* **DIRECTIONS FOR THIS TASK**
If a record holds a picture, leave the picture out and copy everything else exactly.

* * * * * * * * *

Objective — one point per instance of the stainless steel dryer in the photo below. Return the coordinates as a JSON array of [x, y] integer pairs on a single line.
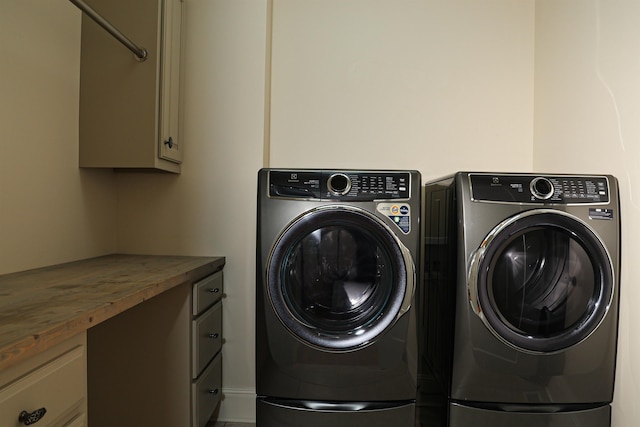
[[336, 342], [522, 276]]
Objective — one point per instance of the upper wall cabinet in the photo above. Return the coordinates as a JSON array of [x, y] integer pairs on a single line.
[[130, 109]]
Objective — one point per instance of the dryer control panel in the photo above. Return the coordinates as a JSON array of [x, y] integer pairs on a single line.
[[337, 185], [561, 189]]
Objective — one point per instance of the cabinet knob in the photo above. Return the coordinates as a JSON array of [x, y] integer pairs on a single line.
[[27, 418]]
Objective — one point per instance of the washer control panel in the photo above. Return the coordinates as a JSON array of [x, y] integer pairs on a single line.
[[348, 185], [563, 189]]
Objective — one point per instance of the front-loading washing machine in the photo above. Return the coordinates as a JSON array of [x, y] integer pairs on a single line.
[[336, 341], [522, 289]]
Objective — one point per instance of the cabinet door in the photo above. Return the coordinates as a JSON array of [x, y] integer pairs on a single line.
[[172, 28]]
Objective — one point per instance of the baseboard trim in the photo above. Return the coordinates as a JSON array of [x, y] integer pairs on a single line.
[[238, 405]]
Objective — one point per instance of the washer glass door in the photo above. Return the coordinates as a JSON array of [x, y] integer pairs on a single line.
[[338, 277], [542, 281]]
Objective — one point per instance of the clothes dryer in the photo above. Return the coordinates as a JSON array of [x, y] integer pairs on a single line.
[[522, 283], [336, 341]]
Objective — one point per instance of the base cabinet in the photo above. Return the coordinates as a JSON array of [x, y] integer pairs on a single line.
[[31, 392], [158, 364]]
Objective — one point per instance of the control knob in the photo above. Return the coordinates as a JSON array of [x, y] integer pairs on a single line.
[[541, 188], [339, 184]]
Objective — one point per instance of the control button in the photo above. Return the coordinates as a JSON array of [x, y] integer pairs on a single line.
[[339, 184], [541, 188]]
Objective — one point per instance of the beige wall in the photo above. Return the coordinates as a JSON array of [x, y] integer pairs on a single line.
[[50, 211], [437, 86], [586, 121]]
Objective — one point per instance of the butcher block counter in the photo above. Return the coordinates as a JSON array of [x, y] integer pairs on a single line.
[[47, 316]]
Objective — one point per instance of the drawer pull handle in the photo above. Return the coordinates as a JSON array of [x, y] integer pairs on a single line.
[[27, 418]]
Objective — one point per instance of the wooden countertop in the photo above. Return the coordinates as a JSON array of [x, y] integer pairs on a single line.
[[43, 307]]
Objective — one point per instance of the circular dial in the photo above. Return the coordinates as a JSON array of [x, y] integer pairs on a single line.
[[339, 184], [541, 188]]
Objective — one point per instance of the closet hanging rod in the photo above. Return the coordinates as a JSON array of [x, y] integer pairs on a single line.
[[140, 52]]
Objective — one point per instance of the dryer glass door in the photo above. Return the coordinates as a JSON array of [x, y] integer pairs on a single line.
[[543, 281], [338, 277]]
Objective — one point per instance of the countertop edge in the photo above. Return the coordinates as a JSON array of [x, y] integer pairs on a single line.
[[15, 352]]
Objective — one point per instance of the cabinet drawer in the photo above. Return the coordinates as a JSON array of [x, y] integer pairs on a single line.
[[207, 338], [206, 292], [57, 386], [206, 392]]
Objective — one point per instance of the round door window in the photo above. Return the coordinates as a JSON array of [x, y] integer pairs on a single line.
[[543, 281], [337, 278]]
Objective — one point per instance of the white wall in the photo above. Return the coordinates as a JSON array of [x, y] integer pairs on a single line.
[[50, 211], [587, 105], [432, 85]]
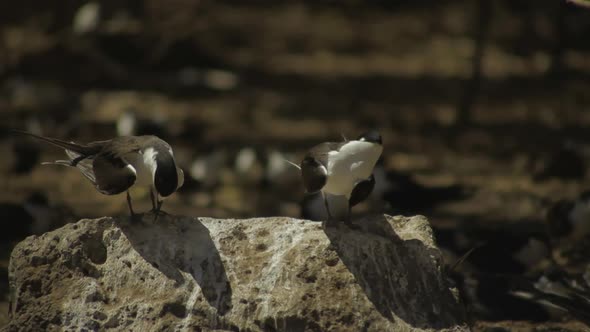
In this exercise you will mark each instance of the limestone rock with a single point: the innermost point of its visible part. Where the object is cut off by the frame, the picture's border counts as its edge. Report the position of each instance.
(266, 274)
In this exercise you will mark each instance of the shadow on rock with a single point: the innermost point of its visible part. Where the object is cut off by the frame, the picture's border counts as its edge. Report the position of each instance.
(174, 245)
(415, 291)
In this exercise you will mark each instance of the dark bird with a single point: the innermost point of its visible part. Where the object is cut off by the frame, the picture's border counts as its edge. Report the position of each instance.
(342, 169)
(561, 290)
(114, 166)
(409, 197)
(567, 219)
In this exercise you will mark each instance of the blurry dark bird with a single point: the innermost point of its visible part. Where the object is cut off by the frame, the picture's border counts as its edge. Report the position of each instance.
(130, 123)
(511, 251)
(566, 162)
(558, 289)
(409, 197)
(342, 169)
(34, 216)
(506, 252)
(568, 218)
(568, 228)
(26, 156)
(491, 297)
(114, 166)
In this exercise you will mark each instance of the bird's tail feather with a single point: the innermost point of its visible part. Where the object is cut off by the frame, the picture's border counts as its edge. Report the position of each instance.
(78, 148)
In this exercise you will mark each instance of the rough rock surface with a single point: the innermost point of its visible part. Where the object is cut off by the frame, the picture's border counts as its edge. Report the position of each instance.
(267, 274)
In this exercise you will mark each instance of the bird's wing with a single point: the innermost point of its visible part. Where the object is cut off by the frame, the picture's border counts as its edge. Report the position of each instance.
(362, 189)
(314, 167)
(321, 151)
(112, 175)
(120, 146)
(82, 149)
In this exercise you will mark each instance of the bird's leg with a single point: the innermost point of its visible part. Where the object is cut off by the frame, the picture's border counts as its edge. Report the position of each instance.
(157, 209)
(133, 215)
(152, 197)
(348, 220)
(327, 222)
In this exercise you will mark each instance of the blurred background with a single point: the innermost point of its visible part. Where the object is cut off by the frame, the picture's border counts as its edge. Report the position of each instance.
(484, 109)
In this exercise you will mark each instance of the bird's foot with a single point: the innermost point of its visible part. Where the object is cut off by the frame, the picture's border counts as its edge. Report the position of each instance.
(352, 226)
(134, 217)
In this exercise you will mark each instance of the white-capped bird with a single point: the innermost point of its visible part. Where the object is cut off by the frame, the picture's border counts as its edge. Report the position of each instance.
(114, 166)
(342, 169)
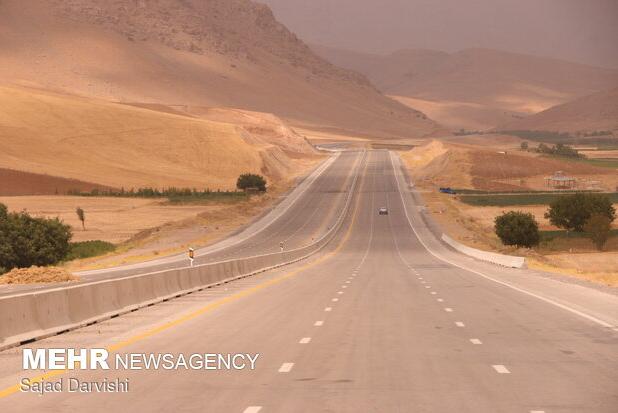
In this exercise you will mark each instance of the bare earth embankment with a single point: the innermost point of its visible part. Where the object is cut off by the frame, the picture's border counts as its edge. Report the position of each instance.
(467, 166)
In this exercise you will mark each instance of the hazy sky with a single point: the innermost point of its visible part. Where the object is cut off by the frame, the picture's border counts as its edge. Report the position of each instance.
(577, 30)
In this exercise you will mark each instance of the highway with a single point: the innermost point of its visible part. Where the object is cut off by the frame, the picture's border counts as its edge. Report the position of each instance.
(310, 216)
(385, 319)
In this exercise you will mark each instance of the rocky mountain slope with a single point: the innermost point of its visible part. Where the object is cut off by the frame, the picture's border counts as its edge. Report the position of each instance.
(229, 53)
(475, 88)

* * * * * * * * *

* **ANSWER TO THIS PROBLEM**
Objective — one point per instance of the stainless steel dryer in the photo below. Return the coordinates as a JSON array of [x, y] integer pairs on a single line.
[[336, 342], [522, 276]]
Objective — one point per instance of the upper wall cabinet in the photo above. Return the coordinates as a JSON array of [x, y] integer pairs on a single line.
[[130, 109]]
Objective — one point per instance of the dryer control panel in the photo above. Return the coordinates as a JSON array of [x, y] integer pairs on a single line.
[[337, 185], [561, 189]]
Objective — one point per instance of the cabinet knob in the photo above. Return the coordinates as a JSON array of [x, y] integer pairs on a single line.
[[27, 418]]
Objective — one point per instance of the washer control panel in the photo above. Return the coordinates as a JSON array of [x, y] integer pairs on a single line.
[[348, 185], [563, 189]]
Objective — one point per instance of the front-loading washing machine in the photo above. Return the coordinates as a JSON array of [x, y] integer pairs on a single line.
[[336, 341], [522, 289]]
Objective — one point per instance of the cabinet door in the photo above. Return the coordinates as a JSON array of [x, y] integer pairs on a single line.
[[172, 28]]
Objective — one point per instance of the baseboard trim in the photo above. Return the coordinates as a JSON array of [x, y] integer pairs on a single line.
[[238, 405]]
Objective — one point per instance of the washer glass door in the photo above. Return the coordinates as a JSON array of [x, y] integer pairs on a single line.
[[338, 277], [542, 281]]
Objective — one point per instance of the clothes dryer in the photo above. Return the coordinates as a JSON array of [x, y] integer pairs on a single line.
[[522, 283], [336, 341]]
Objective — one point per instance of the base cabinet in the photo above. Return the coordinates as a JSON array of [x, y] integer pairs on a single line.
[[31, 392], [158, 364]]
Objective — one point per instance of the control knob in the photo above. Return the coordinates as a JSON array of [x, y] integer pairs on a single line.
[[541, 188], [339, 184]]
Objective — one point per instance of the control button in the photo above. Return the coordinates as a JSON array of [x, y] integer pairs on a single line.
[[339, 184], [541, 188]]
Objective — one point per instance of the beige wall in the photo above. Return the coordinates as a JSON array of [x, y] integer pairs on a single line.
[[50, 211], [437, 86], [586, 121]]
Objective — one point per instance of the butcher block counter in the photo above. Return the coordinates as a JSON array of [x, y] integer pairs on a single line.
[[47, 316]]
Objective — one point per instance of the drawer pull handle in the photo above. Return the coordinates as a JSON array of [x, y] integer pairs on a single line.
[[27, 418]]
Objective — one point per instance of the wooden countertop in the photo above. Return the coordinates as a JSON array of [x, y] integer pairs on a single line.
[[43, 307]]
Objective — one point per instance of the circular dial in the photo above. Return the coordinates as a JSON array of [x, y] integer pairs on a single line.
[[339, 184], [541, 188]]
Objective — one point per instance of the closet hanging rod in the photo above. Return the coordinates as a JSON array of [x, y] integer pairs on a single line.
[[140, 52]]
Objective — one point per instance of the dryer glass door in the photo above. Return the coordinates as a JSON array of [x, y] integer pairs on a single line.
[[543, 281], [338, 277]]
Objective — one point per instance of the countertop edge in the photo above. Return the coordinates as a JSON array of [x, y] integer pairs on a single line.
[[15, 352]]
Objective — one point per instance of the cabinet drawer in the photo above. Return the coordinates as a JSON array of [x, y] integer pairs on a single line.
[[207, 338], [206, 292], [57, 386], [206, 392]]
Objective — one point per instance of the round door window in the photo above. Return the coordinates as a JSON array of [x, y] integer pairs on a single line.
[[543, 281], [337, 278]]
Objective — one point per instance of the white wall in the photo above. Return the coordinates as a JSON array of [x, y] integer pairs on a single line.
[[50, 211], [587, 105], [432, 85]]
In this exercise you will mark each instance of the limestone rock with a single point: the innermost point of its visible part. Where the object is cut off by the frame, the picture's border counts as its edge. Report the position of each instance.
(266, 274)
In this exercise you will mark each instance of the shadow on rock with a single point: the innermost point of its visible part. Where the object is cut off by the frame, the picture's border counts as its edge. Report the position of each instance.
(174, 245)
(415, 291)
In this exercise you will mark each instance of the dark bird with a single point: the innermost point of its visible part. Where the object is cut off by the frame, the picture's border counts as its edge. Report the position of each instance.
(342, 169)
(561, 290)
(114, 166)
(409, 197)
(567, 219)
In this exercise you will mark each instance of the blurry dark bird with a single point: the innermost point of its visible part. Where the object is cut off by the frame, the picture's border counts as its edge. Report the position of each instance.
(130, 123)
(511, 251)
(566, 162)
(558, 289)
(409, 197)
(342, 169)
(34, 216)
(506, 252)
(568, 218)
(568, 228)
(26, 156)
(491, 297)
(114, 166)
In this exercise you will mark each instance of the bird's tail feather with a single point: the innermost point of its visible part. Where the object is cut off by the frame, the picture's border counts as its edge. Report the position of each instance.
(78, 148)
In this exercise you will mark each instance of the rough rock surface with a single point: the innermost point of its visible part. Where the object is cut off by the frame, the picture's border counts as its edge. Report the position of each instance.
(267, 274)
In this exercise you will mark each instance of the bird's wing with a single point: the innermost point of its visible part. Where the object is cut off by the frame, the picture's border counts as its edge. Report the position of each instance.
(362, 189)
(314, 167)
(321, 151)
(112, 175)
(120, 146)
(82, 149)
In this exercise you will mark each instance of the bird's leg with a single point: the innermost point of its visible part. Where the object is cut off by the frame, the picture's border counts as its edge. Report the position of each instance.
(157, 209)
(133, 215)
(152, 197)
(348, 220)
(327, 222)
In this exercise you will mark each instance of the blurred background with a single point: the innermost point of its visible part. Where the object is cut off by the frame, the picture's border counts as its edge. Report the position of each instance.
(484, 109)
In this exercise you will mark each instance of the bird's foot with a single point: the innermost point of its visible part. Where the object is cut off by the frame, the picture's border counts as its edge. Report the position of each instance.
(352, 226)
(134, 217)
In this exercise you will mark each instance of the white-capped bird with a single point: the innermost point of its visible part. Where the object is cut off by the frame, the picture's border counts as its edge. Report the position of each instance.
(114, 166)
(342, 169)
In this exercise you will mark each instance of the bare earth embankment with a single point: the innermost point of its visible part. Where the object is cut off by the frame, the picture's border counts as its edge. Report the position of each instance.
(467, 166)
In this exercise you will mark each instance of the hazy sky with a single point: the innermost point of its visible part. Where the object is cut off by the frame, the picture's border counts as its edge. Report the position of each instance.
(577, 30)
In this exercise you will mark each instance of the highway with a single point: the innermost point of its visible part. Where the object is cut off by the frame, the picture's border counts as its edge. Report the position of each instance.
(310, 216)
(385, 319)
In this exercise you will mark each instance of the rocky mountain slope with a single point: the innermost point of its visible part. Where the object is cut off by the frame, the picture's border counts as its edge. Report the position of each instance.
(229, 53)
(475, 88)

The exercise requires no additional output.